----- Document text -----

Sayfadaki görseller
PDF
ePub

"Thence, Er said, each man, without turning back, went straight on under the throne of Necessity, and when each, even unto the last, was come out through it, they all together journeyed to the Plain of Lethe, through terrible burning heat and frost; and this Plain is without trees or any herb that the earth bringeth forth.

"He said that they encamped, when it was already evening, beside the River of Forgetfulness, the water whereof no pitcher holdeth. Now, it was necessary that all should drink a certain measure of the water; but they that were not preserved by wisdom drank more than the measure; and as each man drank, he forgot all. Then he said that when they had fallen asleep and midnight was come, there was thunder and an earthquake, and of a sudden they flew up thence unto divers parts to be born in the flesh, shooting like meteors. But he himself was not suffered to drink of the water: yet by what means and how he came unto his body he knew not; but suddenly he opened his eyes, and lo! it was morning, and he was lying on

the pyre.

----- Entries -----

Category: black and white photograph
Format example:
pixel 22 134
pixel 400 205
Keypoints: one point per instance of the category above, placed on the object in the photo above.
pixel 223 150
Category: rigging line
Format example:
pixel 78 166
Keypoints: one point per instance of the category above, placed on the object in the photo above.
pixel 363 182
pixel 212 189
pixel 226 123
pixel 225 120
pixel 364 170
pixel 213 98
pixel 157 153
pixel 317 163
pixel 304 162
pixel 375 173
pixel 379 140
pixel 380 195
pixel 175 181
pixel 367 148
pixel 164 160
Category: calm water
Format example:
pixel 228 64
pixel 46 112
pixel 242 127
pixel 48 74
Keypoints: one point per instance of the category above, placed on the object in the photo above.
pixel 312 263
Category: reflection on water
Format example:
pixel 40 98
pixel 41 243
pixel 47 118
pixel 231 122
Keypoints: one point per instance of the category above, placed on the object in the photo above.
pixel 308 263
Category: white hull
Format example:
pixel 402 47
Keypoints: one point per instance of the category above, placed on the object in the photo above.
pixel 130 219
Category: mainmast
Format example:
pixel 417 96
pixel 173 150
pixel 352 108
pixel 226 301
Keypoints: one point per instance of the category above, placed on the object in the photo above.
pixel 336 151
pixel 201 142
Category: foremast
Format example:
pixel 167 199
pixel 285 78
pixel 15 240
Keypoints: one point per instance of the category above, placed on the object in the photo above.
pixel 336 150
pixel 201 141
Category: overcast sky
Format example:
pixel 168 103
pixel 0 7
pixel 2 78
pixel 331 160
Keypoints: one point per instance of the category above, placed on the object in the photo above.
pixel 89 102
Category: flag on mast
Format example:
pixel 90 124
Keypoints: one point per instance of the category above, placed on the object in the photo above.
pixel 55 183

-----

(Jobs):
**A)** List the named places and landmarks that the souls pass through or reach in the passage about Er.
**B)** Carry on the passage about Er from the point where it stops.
The records were taken from a different source than the passage about Er.

(Written responses):
**A)**
- The throne of Necessity
- The Plain of Lethe
- The River of Forgetfulness

**B)**
“Thus, O Glaucon, was the Tale preserved from perishing, and it will preserve us if we believe in it; so shall we pass over the River of Lethe safely, and keep our Souls undefiled.

"This is my counsel: let us believe that the Soul is immortal, and able to bear all ill and all good, and let us always keep to the upward way, and practise justice in all things with understanding, that we may be friends both with ourselves and with the Gods, both whilst we sojourn here, and when we receive the prizes of our justice, like unto Conquerors at the Games which go about gathering their wages; and that both here, and in the journey of a thousand years of which I told, we may fare well."

OBSERVATIONS ON THE MYTH OF ER

I

Let us begin with the geography and cosmography of the Myth.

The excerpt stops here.